(Dados de origem)
· · · · · · ·

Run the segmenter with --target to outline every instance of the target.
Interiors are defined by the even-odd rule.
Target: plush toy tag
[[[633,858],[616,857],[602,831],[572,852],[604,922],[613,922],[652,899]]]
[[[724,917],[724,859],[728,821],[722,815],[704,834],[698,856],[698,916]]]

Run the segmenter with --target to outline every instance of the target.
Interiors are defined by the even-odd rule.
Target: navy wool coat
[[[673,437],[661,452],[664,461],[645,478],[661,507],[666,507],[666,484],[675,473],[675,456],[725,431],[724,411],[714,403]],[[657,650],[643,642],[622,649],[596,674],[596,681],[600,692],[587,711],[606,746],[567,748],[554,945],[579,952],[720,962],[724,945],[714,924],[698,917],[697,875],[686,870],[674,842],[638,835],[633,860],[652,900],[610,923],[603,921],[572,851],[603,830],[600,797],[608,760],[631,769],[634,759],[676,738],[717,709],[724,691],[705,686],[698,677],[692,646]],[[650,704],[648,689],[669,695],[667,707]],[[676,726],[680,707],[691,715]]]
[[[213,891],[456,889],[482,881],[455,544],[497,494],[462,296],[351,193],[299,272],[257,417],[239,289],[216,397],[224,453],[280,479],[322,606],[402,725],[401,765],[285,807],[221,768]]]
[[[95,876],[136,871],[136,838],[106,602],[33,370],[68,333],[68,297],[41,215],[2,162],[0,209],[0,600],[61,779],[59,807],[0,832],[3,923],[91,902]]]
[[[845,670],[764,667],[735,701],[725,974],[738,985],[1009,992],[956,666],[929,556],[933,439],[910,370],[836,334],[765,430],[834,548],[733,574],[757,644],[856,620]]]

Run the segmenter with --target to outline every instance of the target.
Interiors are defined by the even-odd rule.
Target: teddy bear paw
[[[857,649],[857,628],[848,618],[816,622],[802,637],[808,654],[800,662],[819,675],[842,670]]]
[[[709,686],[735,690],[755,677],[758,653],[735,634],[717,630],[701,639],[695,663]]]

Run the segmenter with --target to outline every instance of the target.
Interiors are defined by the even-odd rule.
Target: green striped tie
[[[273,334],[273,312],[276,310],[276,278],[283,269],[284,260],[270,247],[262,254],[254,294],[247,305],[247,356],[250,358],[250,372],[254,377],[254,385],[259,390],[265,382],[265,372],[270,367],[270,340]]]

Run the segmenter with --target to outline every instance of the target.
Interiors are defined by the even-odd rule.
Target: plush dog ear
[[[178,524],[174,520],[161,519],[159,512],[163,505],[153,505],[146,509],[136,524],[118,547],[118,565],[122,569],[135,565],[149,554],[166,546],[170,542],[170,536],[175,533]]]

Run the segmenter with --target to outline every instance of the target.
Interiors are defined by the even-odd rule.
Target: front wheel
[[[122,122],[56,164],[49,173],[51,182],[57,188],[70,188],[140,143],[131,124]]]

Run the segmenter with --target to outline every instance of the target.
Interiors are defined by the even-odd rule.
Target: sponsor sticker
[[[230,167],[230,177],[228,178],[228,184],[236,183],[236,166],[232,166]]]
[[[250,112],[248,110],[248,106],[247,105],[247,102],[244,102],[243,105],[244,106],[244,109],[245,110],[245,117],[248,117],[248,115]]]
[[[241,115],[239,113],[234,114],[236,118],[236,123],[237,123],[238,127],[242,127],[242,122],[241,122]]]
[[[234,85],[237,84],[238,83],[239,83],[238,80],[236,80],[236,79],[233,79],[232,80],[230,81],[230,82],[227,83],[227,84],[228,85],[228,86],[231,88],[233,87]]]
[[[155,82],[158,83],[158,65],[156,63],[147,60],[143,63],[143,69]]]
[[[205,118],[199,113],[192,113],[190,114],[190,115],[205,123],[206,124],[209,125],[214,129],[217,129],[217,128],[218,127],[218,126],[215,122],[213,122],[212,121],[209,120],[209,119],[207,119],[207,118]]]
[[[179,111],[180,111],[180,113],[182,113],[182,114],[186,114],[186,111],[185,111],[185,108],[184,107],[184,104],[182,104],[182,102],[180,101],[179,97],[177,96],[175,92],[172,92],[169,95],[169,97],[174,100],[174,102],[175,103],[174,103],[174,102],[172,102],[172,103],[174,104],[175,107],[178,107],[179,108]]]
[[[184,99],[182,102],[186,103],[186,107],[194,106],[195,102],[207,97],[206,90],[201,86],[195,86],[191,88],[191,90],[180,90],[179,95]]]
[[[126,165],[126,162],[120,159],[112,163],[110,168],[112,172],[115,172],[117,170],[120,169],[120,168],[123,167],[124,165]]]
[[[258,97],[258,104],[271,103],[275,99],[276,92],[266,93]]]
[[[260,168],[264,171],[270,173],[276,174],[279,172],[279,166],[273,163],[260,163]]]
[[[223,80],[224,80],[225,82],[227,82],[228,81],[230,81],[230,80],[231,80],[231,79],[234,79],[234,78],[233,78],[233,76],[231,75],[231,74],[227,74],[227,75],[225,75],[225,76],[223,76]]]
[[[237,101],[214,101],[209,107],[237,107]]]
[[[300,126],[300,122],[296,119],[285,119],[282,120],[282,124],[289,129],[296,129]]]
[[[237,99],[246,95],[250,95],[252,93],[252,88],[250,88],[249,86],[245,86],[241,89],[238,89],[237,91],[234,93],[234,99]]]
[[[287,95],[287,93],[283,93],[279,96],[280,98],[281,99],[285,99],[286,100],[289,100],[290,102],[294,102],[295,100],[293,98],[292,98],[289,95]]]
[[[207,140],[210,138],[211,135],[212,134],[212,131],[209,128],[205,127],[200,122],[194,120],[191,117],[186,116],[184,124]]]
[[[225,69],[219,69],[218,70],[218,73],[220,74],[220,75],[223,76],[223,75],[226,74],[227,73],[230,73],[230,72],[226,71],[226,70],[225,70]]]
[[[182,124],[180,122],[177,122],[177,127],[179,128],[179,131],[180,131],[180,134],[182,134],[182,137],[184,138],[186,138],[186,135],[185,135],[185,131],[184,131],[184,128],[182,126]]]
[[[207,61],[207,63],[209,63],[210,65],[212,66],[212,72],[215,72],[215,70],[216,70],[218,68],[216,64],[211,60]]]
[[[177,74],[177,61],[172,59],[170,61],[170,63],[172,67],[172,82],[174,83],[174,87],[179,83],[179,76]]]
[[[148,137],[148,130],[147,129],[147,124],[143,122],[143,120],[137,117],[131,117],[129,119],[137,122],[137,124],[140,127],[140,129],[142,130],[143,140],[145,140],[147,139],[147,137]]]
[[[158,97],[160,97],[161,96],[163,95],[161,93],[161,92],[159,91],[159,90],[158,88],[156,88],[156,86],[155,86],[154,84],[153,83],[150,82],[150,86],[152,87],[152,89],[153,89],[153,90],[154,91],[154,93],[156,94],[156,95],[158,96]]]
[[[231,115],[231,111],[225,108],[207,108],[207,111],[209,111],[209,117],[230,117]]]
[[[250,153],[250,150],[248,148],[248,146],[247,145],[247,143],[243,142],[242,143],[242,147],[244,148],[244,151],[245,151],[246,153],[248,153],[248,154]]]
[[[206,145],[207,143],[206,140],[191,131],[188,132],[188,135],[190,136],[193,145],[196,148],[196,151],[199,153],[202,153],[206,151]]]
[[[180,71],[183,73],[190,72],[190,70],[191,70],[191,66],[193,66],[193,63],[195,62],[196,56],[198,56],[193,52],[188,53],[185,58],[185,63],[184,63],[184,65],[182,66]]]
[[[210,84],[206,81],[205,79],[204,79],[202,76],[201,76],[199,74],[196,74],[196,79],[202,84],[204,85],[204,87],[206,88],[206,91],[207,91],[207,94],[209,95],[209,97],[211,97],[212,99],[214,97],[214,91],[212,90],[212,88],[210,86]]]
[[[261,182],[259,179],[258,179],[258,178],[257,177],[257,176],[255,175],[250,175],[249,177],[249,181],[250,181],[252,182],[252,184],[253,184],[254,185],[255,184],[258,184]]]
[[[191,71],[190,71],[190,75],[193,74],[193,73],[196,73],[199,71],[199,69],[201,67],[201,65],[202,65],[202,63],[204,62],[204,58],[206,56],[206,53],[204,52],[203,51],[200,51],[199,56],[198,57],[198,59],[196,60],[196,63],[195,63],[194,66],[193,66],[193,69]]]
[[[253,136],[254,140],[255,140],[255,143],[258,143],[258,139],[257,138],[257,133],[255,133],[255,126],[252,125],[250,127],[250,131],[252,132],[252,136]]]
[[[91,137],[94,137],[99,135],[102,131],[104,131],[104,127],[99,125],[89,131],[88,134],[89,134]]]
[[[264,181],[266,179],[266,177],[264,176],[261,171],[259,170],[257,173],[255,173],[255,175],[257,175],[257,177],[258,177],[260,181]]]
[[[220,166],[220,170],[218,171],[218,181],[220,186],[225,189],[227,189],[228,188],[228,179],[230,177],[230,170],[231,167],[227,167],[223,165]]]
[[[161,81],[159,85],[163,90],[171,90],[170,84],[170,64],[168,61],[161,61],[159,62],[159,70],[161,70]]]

· · · · · · ·

Devolva todas as linhas dos dados acima que contêm a palavra "plush". Maiúsculas e minúsculas fazem diferença.

Target: plush toy tag
Target: plush dog ear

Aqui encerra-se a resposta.